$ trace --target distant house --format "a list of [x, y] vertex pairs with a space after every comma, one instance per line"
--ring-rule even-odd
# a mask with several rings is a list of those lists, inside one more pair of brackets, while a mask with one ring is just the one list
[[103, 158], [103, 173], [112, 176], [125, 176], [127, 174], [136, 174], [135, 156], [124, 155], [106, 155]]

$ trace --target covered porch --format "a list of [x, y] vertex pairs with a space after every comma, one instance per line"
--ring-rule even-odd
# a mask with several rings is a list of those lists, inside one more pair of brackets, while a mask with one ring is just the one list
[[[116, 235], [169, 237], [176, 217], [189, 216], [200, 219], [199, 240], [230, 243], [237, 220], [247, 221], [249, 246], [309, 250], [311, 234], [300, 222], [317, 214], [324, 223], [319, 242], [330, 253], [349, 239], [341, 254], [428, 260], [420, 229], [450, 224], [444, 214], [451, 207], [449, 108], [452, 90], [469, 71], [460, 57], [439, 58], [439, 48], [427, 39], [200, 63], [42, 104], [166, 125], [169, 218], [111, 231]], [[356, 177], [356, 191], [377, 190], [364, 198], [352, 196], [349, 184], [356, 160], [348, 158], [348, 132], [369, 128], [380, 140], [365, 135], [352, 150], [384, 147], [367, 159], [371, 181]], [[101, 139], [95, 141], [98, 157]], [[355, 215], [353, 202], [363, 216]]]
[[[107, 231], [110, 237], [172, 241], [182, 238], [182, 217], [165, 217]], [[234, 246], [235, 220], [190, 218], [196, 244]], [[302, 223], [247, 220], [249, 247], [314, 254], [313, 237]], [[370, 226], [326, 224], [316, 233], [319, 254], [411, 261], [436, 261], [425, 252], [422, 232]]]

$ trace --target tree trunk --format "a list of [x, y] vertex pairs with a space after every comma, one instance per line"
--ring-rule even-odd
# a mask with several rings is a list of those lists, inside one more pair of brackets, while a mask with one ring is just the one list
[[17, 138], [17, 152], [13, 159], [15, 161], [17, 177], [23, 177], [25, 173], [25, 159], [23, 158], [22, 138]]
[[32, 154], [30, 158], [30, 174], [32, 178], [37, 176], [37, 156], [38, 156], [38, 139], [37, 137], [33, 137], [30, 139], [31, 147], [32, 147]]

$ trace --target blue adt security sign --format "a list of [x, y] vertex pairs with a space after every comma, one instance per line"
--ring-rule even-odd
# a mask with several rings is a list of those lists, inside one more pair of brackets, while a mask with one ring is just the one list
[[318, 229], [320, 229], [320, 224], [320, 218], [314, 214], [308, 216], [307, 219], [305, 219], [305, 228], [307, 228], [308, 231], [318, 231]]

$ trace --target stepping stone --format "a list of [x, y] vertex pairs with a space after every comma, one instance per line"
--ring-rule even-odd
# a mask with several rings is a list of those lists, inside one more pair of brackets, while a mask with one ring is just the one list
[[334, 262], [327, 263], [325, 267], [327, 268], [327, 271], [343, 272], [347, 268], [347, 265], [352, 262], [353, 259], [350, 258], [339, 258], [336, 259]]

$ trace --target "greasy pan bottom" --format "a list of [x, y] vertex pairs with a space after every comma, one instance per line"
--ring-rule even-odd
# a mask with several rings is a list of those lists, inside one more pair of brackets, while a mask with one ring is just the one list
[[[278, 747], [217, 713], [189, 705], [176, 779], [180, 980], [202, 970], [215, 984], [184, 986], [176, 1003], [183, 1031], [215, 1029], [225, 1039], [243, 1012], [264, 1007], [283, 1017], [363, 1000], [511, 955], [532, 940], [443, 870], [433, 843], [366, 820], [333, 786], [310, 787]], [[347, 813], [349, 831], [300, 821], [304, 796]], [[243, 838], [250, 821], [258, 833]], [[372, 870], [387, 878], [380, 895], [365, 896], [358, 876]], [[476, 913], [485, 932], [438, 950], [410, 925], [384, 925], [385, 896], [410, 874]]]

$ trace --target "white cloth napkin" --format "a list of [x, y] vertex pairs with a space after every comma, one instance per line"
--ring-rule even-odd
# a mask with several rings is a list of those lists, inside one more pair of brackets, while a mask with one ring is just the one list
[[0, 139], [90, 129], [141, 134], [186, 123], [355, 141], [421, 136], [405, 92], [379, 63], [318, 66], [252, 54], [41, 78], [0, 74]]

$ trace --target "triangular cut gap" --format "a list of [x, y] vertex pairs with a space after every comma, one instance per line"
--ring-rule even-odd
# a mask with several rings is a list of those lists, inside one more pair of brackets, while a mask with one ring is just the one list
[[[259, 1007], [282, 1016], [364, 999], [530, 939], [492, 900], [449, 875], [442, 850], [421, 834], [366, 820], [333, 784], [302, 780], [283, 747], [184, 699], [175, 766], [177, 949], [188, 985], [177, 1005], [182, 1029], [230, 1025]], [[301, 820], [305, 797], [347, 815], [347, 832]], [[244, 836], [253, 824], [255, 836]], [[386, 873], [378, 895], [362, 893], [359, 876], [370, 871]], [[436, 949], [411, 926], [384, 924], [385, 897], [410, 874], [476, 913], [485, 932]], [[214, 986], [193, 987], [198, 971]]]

=-=-=-=-=

## Work order
Repeat the whole of the data above exactly as it appears.

## Solution
$ trace --target distant house --format "a list of [x, y] vertex pairs with a space after every comma, one instance per line"
--ring-rule even-odd
# a mask with several rings is a list of those lists, inside one more pair of brackets, while a mask with one ring is just the one list
[[103, 158], [103, 173], [112, 176], [125, 176], [127, 174], [136, 174], [135, 156], [124, 155], [106, 155]]

$ trace --target covered porch --format "a list of [x, y] vertex pairs with a space after every comma, one instance per line"
--ring-rule even-odd
# a mask with several rings is a list of those lists, inside one more pair of brackets, while a mask with one ring is just the one list
[[[116, 235], [169, 237], [176, 217], [189, 216], [200, 219], [199, 240], [230, 243], [237, 220], [247, 221], [249, 246], [309, 250], [311, 234], [300, 222], [317, 214], [324, 223], [319, 242], [330, 253], [349, 239], [341, 254], [428, 260], [420, 229], [450, 224], [444, 214], [451, 207], [449, 108], [452, 90], [469, 71], [460, 57], [439, 58], [439, 48], [427, 39], [200, 63], [42, 104], [166, 125], [169, 218], [111, 231]], [[356, 177], [356, 191], [377, 190], [364, 198], [352, 196], [349, 184], [356, 160], [348, 158], [348, 132], [369, 128], [380, 140], [365, 135], [352, 150], [384, 147], [367, 159], [371, 181]], [[101, 139], [95, 141], [98, 157]], [[355, 215], [353, 202], [363, 216]]]
[[[107, 231], [110, 237], [172, 241], [182, 238], [182, 217], [165, 217]], [[234, 246], [235, 220], [190, 218], [196, 244]], [[302, 223], [247, 220], [249, 247], [314, 254], [313, 237]], [[370, 226], [326, 224], [316, 233], [319, 254], [411, 261], [436, 261], [425, 252], [422, 232]]]

$ trace --target tree trunk --format "a list of [x, y] vertex pairs with a space after every comma, one instance per line"
--ring-rule even-odd
# a mask with several rings is a list of those lists, inside one more pair of brackets, while a mask with one ring is just the one list
[[17, 138], [17, 152], [13, 159], [15, 161], [17, 177], [23, 177], [25, 173], [25, 159], [23, 158], [22, 138]]
[[32, 154], [30, 158], [30, 174], [32, 178], [37, 176], [37, 156], [38, 156], [38, 139], [37, 137], [33, 137], [30, 139], [31, 147], [32, 147]]

$ trace --target blue adt security sign --format "a list of [x, y] vertex pairs with a space after every comma, one instance per line"
--ring-rule even-odd
# a mask with several rings is a list of those lists, inside one more pair of brackets, while a mask with one ring is just the one list
[[318, 229], [320, 229], [320, 224], [320, 218], [314, 214], [308, 216], [307, 219], [305, 219], [305, 228], [307, 228], [308, 231], [318, 231]]

$ trace --target stepping stone --format "a list of [x, y] vertex pairs with a space after every comma, one instance per line"
--ring-rule even-odd
# a mask with several rings is a list of those lists, inside one more pair of brackets, while a mask with one ring is just the one list
[[334, 262], [327, 263], [325, 267], [327, 268], [327, 271], [343, 272], [347, 268], [347, 265], [352, 262], [353, 259], [350, 258], [339, 258], [336, 259]]

$ trace --target "greasy pan bottom" --format "a list of [x, y] vertex pairs with a space after every comma, one instance per line"
--ring-rule even-odd
# a mask with several rings is a list of those lists, inside one more pair of brackets, while a mask with one ring is just the one list
[[[278, 747], [217, 713], [189, 705], [176, 779], [180, 980], [202, 970], [215, 984], [184, 986], [176, 1003], [183, 1031], [215, 1029], [225, 1039], [243, 1012], [264, 1007], [283, 1017], [363, 1000], [511, 955], [532, 940], [443, 870], [433, 843], [366, 820], [333, 786], [310, 787]], [[347, 813], [349, 831], [300, 821], [304, 796]], [[243, 838], [250, 821], [258, 833]], [[372, 870], [387, 878], [380, 895], [365, 896], [358, 876]], [[476, 913], [485, 932], [438, 950], [410, 925], [384, 925], [385, 896], [410, 874]]]

$ trace --target "white cloth napkin" --format "a list of [x, y] vertex pairs with a space after every comma, one instance per line"
--ring-rule even-odd
# a mask with several rings is a list of those lists, inside one more pair of brackets, while a mask with one ring is just the one list
[[0, 139], [90, 129], [141, 134], [186, 123], [355, 141], [421, 136], [405, 92], [379, 63], [318, 66], [252, 54], [41, 78], [0, 74]]

$ trace --target "triangular cut gap" --format "a list of [x, y] vertex pairs with a space after every comma, one instance per line"
--ring-rule even-odd
# a mask with several rings is a list of those lists, inside one more pair of brackets, while a mask with one ring is just the one list
[[[259, 1007], [282, 1016], [364, 999], [530, 939], [492, 900], [449, 875], [442, 850], [421, 834], [366, 820], [333, 784], [302, 780], [283, 747], [184, 699], [175, 766], [177, 949], [188, 985], [177, 1005], [182, 1029], [230, 1025]], [[301, 820], [305, 797], [347, 815], [347, 832]], [[244, 836], [253, 824], [255, 836]], [[386, 873], [378, 895], [362, 893], [359, 876], [370, 871]], [[436, 949], [411, 926], [384, 924], [385, 897], [410, 874], [476, 913], [485, 932]], [[214, 986], [193, 987], [198, 971]]]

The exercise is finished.